> _Information given_:
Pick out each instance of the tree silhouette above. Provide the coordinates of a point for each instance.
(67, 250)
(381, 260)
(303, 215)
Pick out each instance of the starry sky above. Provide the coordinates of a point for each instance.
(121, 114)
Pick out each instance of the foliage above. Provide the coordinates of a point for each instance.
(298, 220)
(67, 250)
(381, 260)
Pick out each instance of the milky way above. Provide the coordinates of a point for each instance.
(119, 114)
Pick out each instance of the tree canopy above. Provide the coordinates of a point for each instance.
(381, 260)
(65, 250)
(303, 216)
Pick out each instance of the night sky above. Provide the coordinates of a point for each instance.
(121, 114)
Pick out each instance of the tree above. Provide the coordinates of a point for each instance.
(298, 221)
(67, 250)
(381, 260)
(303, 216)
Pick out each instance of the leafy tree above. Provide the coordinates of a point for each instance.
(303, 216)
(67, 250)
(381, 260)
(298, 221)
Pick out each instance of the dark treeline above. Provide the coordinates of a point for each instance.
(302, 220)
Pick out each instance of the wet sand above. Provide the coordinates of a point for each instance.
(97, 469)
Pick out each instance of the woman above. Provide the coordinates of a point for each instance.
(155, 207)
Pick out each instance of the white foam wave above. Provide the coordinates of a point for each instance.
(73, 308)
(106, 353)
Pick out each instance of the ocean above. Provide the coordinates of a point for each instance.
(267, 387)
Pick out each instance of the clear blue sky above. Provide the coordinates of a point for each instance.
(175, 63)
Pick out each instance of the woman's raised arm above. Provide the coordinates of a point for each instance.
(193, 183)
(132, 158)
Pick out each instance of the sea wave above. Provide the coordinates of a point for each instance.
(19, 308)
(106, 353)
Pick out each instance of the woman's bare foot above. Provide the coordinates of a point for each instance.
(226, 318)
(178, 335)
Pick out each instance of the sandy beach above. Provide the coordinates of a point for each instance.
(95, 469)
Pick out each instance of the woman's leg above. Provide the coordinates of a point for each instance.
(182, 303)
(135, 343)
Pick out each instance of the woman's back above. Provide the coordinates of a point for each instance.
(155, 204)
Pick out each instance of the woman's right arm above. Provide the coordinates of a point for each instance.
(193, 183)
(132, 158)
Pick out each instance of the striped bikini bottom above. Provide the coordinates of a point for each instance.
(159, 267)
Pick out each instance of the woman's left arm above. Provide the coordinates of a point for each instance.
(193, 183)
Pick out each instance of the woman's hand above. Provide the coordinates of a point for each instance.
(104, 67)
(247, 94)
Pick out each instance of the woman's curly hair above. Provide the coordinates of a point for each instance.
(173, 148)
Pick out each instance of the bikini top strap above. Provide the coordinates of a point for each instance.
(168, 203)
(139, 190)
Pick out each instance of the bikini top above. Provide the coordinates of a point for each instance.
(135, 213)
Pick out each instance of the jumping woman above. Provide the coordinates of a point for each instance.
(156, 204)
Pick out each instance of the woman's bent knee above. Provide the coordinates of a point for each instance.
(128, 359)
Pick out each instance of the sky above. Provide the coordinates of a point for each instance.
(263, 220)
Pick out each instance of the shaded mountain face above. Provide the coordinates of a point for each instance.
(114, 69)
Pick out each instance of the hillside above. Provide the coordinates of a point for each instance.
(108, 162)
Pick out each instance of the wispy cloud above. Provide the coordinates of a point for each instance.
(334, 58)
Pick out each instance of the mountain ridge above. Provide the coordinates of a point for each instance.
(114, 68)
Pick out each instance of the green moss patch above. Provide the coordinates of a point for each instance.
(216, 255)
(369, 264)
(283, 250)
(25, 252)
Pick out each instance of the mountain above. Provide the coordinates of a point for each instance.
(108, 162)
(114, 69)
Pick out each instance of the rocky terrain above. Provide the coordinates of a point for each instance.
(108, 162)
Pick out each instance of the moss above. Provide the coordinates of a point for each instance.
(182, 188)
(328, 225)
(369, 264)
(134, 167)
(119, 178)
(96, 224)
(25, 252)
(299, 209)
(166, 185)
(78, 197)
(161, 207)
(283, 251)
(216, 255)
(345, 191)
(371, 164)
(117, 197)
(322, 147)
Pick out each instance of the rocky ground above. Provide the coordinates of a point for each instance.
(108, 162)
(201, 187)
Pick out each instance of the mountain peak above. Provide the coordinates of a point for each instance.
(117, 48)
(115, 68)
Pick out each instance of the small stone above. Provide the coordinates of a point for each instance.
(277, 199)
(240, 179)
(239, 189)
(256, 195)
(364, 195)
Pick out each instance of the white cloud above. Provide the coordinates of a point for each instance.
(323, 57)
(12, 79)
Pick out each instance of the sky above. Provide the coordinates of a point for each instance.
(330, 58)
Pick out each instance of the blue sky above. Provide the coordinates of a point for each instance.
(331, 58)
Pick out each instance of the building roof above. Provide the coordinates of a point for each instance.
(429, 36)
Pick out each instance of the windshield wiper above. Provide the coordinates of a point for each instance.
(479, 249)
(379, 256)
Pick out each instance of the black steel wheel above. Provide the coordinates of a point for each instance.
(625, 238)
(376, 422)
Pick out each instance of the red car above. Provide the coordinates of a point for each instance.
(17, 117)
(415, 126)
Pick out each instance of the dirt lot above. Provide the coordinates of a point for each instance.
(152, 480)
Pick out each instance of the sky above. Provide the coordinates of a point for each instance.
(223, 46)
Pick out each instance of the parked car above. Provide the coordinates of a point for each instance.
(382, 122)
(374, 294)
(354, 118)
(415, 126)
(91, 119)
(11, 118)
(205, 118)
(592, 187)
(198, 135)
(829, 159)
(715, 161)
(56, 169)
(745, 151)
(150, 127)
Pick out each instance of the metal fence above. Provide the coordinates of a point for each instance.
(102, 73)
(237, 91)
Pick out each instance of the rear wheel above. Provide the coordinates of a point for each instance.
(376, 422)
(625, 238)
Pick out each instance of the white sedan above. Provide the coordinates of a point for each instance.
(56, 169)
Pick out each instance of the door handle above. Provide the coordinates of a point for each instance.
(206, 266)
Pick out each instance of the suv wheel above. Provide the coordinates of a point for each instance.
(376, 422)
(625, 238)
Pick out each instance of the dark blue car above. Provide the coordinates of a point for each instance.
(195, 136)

> _Assigned task_:
All records are to be printed again, exactly and completely.

> _Written response_:
Pick out each instance of the tree silhouette above. Provide the coordinates of a point for each instance.
(67, 250)
(381, 260)
(303, 215)
Pick out each instance of the starry sky above. Provide the coordinates of a point for each instance.
(121, 114)
Pick out each instance of the foliage above. Provide the coordinates of a point for each instance.
(298, 220)
(67, 250)
(381, 260)
Pick out each instance of the milky way above. Provide the coordinates of a point for each instance.
(119, 114)
Pick out each instance of the tree canopy above. Provide the coordinates of a point for each instance.
(381, 260)
(65, 250)
(303, 216)
Pick out each instance of the night sky above. Provide the coordinates of a point for each instance.
(121, 114)
Pick out each instance of the tree above. Provide the coordinates of a point for each instance.
(298, 221)
(67, 250)
(381, 260)
(303, 216)
Pick out each instance of the leafy tree above. Provide the coordinates of a point for each instance.
(303, 216)
(67, 250)
(381, 260)
(298, 221)
Pick out each instance of the dark treeline above. Provide the coordinates of a point for each instance.
(302, 220)
Pick out each instance of the wet sand above. Provide the coordinates of a point for each instance.
(97, 469)
Pick out each instance of the woman above. Provide the coordinates of a point for each instance.
(155, 207)
Pick out each instance of the white foam wave above. Provide the coordinates of a point for each instance.
(73, 308)
(106, 353)
Pick out each instance of the ocean above. Provide the coordinates of a point for each instance.
(267, 387)
Pick out each instance of the clear blue sky above. Provide the coordinates of a point for each instance.
(175, 63)
Pick out each instance of the woman's raised arm above. Provide the coordinates of a point for each instance.
(193, 183)
(132, 158)
Pick out each instance of the sea wave above. Provide the coordinates of a point for each instance.
(19, 308)
(106, 353)
Pick out each instance of the woman's bare foot above. Provide the coordinates of a point for each instance.
(226, 318)
(178, 335)
Pick out each instance of the sandy beach above. Provide the coordinates of a point for each instance.
(95, 469)
Pick out each instance of the woman's leg above. Provide the coordinates of a point for each instance.
(182, 303)
(135, 343)
Pick out each instance of the woman's back above. Provide the coordinates of a point for each instance.
(155, 204)
Pick out each instance of the woman's right arm above. Provide the coordinates of a point for each instance.
(193, 183)
(132, 158)
Pick out each instance of the striped bikini bottom above. Provide the coordinates of a point for each instance.
(159, 267)
Pick out each instance of the woman's left arm above. Provide the coordinates of a point for each instance.
(193, 183)
Pick out each instance of the woman's hand above. Provide the coordinates of a point for each instance.
(104, 67)
(247, 94)
Pick out each instance of the woman's curly hair above. Provide the coordinates of a point for each instance.
(173, 148)
Pick out each instance of the bikini top strap above. Provide the coordinates of a point for each instance.
(168, 203)
(139, 190)
Pick out each instance of the bikini top above. Provide the coordinates of a point for each instance.
(135, 213)
Pick out each instance of the jumping woman above. Provide the coordinates of a point for each instance.
(156, 204)
Pick out each instance of the woman's bent knee above. Provide the coordinates of a point for each instance.
(128, 359)
Pick out each instance of the sky above. Provide the coordinates of a point for each instance.
(263, 220)
Pick out each instance of the shaded mountain face above. Provide the coordinates of a point for each instance.
(114, 69)
Pick out each instance of the hillside above. Provide the coordinates of a point for each instance.
(108, 162)
Pick out each instance of the wispy cloud above. Provide the coordinates of a point for each instance.
(334, 58)
Pick out each instance of the mountain ridge above. Provide the coordinates of a point for each instance.
(114, 68)
Pick out each instance of the green moss patch above. Provide the coordinates of a point for each instance.
(216, 255)
(369, 264)
(283, 250)
(25, 252)
Pick out each instance of the mountain above. Provide the coordinates of a point for each instance.
(108, 162)
(114, 69)
Pick out each instance of the rocky terrain above. Provide the coordinates of a point for each instance.
(108, 162)
Pick out each instance of the moss above. Provide the coordinates of a point for each instance.
(182, 188)
(328, 225)
(369, 264)
(134, 167)
(119, 178)
(96, 224)
(25, 252)
(299, 209)
(166, 185)
(78, 197)
(161, 207)
(283, 251)
(216, 255)
(345, 191)
(371, 164)
(117, 197)
(322, 147)
Pick out each instance of the rocky ground above. Provide the coordinates of a point for each instance.
(108, 162)
(201, 187)
Pick out each instance of the mountain peak above. Provide the coordinates of a point for each instance.
(117, 48)
(115, 68)
Pick out each instance of the small stone above. Provide the coordinates of a point for each instance.
(277, 199)
(240, 179)
(239, 189)
(256, 195)
(364, 195)
Pick out each instance of the white cloud above. Provide the coordinates of a point for each instance.
(323, 57)
(12, 79)
Pick out each instance of the sky above. Provide the coordinates of a point for each instance.
(330, 58)
Pick out each instance of the blue sky above. Provide the coordinates of a point for each instance.
(331, 58)
Pick out each instance of the building roof above. Provide the coordinates of a point for each instance.
(429, 36)
Pick out each instance of the windshield wiper above. Provide the coordinates of a point for each instance.
(479, 249)
(379, 256)
Pick out each instance of the black steel wheel above. Provide the coordinates of a point for each instance.
(625, 238)
(376, 422)
Pick out each instance of the red car above. Provide the coordinates of a point for each instance.
(17, 117)
(415, 126)
Pick out each instance of the dirt lot above. Provide the coordinates of a point for each instance.
(152, 480)
Pick out each instance of the sky above. Provide the coordinates of a point for each instance.
(223, 46)
Pick out each instance of the parked car above. Provide the coordinates of a point for each instance.
(382, 122)
(374, 294)
(354, 118)
(415, 126)
(91, 119)
(11, 118)
(205, 118)
(592, 187)
(198, 135)
(829, 159)
(715, 161)
(56, 169)
(745, 151)
(150, 127)
Pick out each instance of the metal fence above. Provide the coordinates of a point for each instance.
(102, 73)
(237, 91)
Pick out each instance of the rear wheel above. Provide the coordinates of a point for each instance.
(376, 422)
(625, 238)
Pick out each instance of the white sedan above. Provide the coordinates of a point for each instance.
(56, 169)
Pick out each instance of the door handle above. Provide the coordinates of a point for each instance.
(206, 266)
Pick out each instance of the suv wheel above. Provide the coordinates of a point for each instance.
(376, 422)
(625, 238)
Pick out each instance of the dark blue car above. Provide the coordinates of a point for each instance.
(195, 136)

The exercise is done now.